Friday, May 11, 2007
Pick for airport chief calls LAX a priority
Gina Marie Lindsey
says she will request input from community groups, carriers in remaking the
aging facility.
By Jennifer Oldham
The Los Angeles (CA)
Times
Dodging a queue of several dozen people at the Tom Bradley
International Terminal at LAX on Thursday, Gina Marie Lindsey got an
up-close-and-personal look at the challenges she will face when she takes over
the city's airport agency June 11.

As Lindsey walked briskly past busy ticket
counters, airport officials striding alongside told her about the intractable
issues facing LAX, including cramped, outdated terminals and a lack of parking
spaces for planes.
The aging facilities are prompting some carriers to
take international flights elsewhere, the officials emphasized.
"There's
no question it needs to change," said Lindsey, whom Mayor Antonio Villaraigosa
introduced at a news conference Thursday as his pick to lead Los Angeles World
Airports, the agency that operates LAX and facilities in Ontario, Van Nuys and
Palmdale.
The city's Airport Commission unanimously approved Lindsey's
appointment just before the mayor's announcement.

--- Supplied material ---
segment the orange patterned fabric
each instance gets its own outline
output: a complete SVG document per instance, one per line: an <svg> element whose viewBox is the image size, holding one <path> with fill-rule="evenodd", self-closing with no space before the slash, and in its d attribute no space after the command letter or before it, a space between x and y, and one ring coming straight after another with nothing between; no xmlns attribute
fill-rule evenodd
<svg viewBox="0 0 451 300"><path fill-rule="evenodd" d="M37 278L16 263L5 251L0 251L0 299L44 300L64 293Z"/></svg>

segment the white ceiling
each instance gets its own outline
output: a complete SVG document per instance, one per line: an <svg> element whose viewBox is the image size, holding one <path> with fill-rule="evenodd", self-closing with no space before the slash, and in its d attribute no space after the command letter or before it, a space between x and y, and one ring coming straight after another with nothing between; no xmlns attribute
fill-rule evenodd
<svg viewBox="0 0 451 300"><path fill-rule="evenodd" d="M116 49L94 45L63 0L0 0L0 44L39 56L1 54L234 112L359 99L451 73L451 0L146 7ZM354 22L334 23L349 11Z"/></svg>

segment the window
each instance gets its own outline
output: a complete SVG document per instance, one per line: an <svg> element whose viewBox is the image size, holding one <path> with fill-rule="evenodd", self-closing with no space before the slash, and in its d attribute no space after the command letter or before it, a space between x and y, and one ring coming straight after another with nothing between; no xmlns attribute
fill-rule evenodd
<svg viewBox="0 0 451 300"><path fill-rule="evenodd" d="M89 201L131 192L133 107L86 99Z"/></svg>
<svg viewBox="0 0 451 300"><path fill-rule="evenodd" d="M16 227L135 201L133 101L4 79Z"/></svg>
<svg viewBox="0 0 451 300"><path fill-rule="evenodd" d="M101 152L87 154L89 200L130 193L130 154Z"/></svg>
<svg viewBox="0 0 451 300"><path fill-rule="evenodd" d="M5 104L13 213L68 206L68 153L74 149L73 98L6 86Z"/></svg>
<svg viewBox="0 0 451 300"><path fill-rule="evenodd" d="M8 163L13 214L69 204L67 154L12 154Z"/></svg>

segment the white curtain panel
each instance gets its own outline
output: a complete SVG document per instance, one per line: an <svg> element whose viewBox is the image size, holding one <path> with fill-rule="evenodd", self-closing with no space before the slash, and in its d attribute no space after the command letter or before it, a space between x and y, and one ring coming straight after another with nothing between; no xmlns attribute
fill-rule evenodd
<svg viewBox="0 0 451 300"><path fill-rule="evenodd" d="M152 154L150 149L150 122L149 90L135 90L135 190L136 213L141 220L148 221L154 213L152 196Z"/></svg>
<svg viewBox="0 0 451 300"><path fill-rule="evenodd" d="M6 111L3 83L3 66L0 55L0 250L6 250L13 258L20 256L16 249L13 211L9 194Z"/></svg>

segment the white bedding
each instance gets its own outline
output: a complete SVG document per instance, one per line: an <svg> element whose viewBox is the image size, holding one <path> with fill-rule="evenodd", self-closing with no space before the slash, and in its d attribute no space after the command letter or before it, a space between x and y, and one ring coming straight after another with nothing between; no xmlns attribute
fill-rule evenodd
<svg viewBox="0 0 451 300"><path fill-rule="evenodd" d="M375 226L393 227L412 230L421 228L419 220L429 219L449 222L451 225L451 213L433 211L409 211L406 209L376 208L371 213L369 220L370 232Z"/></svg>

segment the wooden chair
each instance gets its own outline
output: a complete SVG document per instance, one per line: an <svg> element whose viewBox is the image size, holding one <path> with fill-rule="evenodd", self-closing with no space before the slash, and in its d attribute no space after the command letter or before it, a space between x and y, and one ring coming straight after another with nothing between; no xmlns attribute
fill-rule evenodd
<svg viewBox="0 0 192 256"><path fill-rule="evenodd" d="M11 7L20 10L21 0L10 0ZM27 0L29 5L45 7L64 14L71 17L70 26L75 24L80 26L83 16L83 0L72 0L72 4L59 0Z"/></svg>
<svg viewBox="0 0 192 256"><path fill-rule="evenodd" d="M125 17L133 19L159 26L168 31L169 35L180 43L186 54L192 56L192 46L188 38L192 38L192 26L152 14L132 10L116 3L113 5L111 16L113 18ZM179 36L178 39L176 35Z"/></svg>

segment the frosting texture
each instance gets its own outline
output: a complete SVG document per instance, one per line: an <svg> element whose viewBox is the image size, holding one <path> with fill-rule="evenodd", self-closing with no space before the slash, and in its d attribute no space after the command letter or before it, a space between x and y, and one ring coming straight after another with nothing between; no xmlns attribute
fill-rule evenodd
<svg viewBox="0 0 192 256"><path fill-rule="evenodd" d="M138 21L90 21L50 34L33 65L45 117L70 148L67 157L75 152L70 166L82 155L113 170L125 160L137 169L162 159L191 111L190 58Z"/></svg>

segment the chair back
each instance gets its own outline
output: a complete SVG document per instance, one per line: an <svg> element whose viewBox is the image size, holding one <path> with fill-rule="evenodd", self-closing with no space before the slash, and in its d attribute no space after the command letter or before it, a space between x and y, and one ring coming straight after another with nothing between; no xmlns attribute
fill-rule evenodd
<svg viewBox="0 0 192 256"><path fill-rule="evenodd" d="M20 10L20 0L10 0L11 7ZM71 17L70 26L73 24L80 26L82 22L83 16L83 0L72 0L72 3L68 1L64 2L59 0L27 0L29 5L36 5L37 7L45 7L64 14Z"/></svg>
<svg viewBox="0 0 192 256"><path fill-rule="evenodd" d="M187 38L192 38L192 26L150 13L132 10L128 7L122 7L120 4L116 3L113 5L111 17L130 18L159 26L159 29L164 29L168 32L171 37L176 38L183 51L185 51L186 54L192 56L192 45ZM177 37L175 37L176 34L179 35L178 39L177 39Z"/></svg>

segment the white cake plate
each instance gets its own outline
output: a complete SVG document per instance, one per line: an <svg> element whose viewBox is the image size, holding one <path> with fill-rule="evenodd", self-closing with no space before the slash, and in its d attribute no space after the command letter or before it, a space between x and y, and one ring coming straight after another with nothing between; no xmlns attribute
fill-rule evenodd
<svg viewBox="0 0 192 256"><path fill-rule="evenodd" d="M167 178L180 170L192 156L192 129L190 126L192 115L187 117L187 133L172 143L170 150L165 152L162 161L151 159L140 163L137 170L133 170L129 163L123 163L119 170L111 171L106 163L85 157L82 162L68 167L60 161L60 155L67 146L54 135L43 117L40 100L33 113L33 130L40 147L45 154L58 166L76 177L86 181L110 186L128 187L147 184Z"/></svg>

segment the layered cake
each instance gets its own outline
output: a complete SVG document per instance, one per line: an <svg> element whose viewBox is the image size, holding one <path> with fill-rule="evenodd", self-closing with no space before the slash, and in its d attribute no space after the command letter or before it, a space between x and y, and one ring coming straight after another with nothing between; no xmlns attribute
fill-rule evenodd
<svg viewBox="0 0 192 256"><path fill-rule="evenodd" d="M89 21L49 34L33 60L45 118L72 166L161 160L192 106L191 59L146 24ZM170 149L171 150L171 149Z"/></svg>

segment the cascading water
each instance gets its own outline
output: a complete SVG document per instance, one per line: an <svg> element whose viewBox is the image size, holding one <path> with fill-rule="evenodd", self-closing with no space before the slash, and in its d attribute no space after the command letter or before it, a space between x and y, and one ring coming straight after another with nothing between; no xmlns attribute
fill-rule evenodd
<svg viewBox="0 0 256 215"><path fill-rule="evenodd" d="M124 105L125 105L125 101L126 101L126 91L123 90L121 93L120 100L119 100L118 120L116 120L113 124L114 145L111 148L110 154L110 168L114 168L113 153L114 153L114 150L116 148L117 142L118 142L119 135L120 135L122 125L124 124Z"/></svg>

--- Parts of the exercise ---
A. Answer these about the LAX article, one line each:
(i) On what date will Lindsey take over the city's airport agency?
(ii) Which terminal was she walking through on Thursday?
(iii) Besides LAX, which facilities does Los Angeles World Airports operate?
B. According to the LAX article, why are some carriers taking international flights elsewhere?
C. Carry on the article about Lindsey's appointment to lead the Los Angeles airport agency from where it stops.

--- Answers ---
A.
(i) June 11.
(ii) The Tom Bradley International Terminal.
(iii) The facilities in Ontario, Van Nuys and Palmdale.

B. Airport officials said the aging facilities at LAX are pushing some carriers to take international flights elsewhere. Those facilities include cramped, outdated terminals and a lack of parking spaces for planes.

C.
The City Council is
expected to give its required support as well; her salary will be set after she
is confirmed.
Standing in front of the airport's iconic Theme Building,
Los Angeles officials praised Lindsey's aviation industry experience, saying her
achievements in expanding airports in Anchorage and Seattle will serve her well
in her new post.
"It's symbolic that we're standing in front of the Theme
Building, and it's falling apart," said City Councilwoman Janice Hahn, referring
to the stucco that crumbled from its arches recently, forcing the closure of its
restaurant. "This speaks to the job we have to do."
Hahn recited a list
of long-awaited improvements at LAX, including building new aircraft gates on
the back of the Bradley Terminal, where a $725-million renovation began in
February, and a new terminal behind the facility as well.
Villaraigosa
zeroed in on Hahn's earlier statement and sought to correct it.
"The
metaphor is not that it's falling apart," he said of the distinctive Theme
Building structure partially obscured by scaffolding erected for the repair
work. "But that we're putting it back together."
In an exclusive
interview after the news conference, Lindsey said her first priority would be to
craft a plan to modernize aging LAX.
She said she expected her staff to
give her a crash course in the 15-year history of the city's largely stymied
efforts to remake the facility.
She emphasized that she doesn't favor any
particular proposals.
In explaining why she decided to accept what is
possibly the toughest job in the city, she replied: "I like to make a
difference, I like to make things better."
Lindsey said she planned to
meet with community groups — many of whom oppose expanding LAX — and airline
representatives to ask them how they would modernize the world's fifth-busiest
airport.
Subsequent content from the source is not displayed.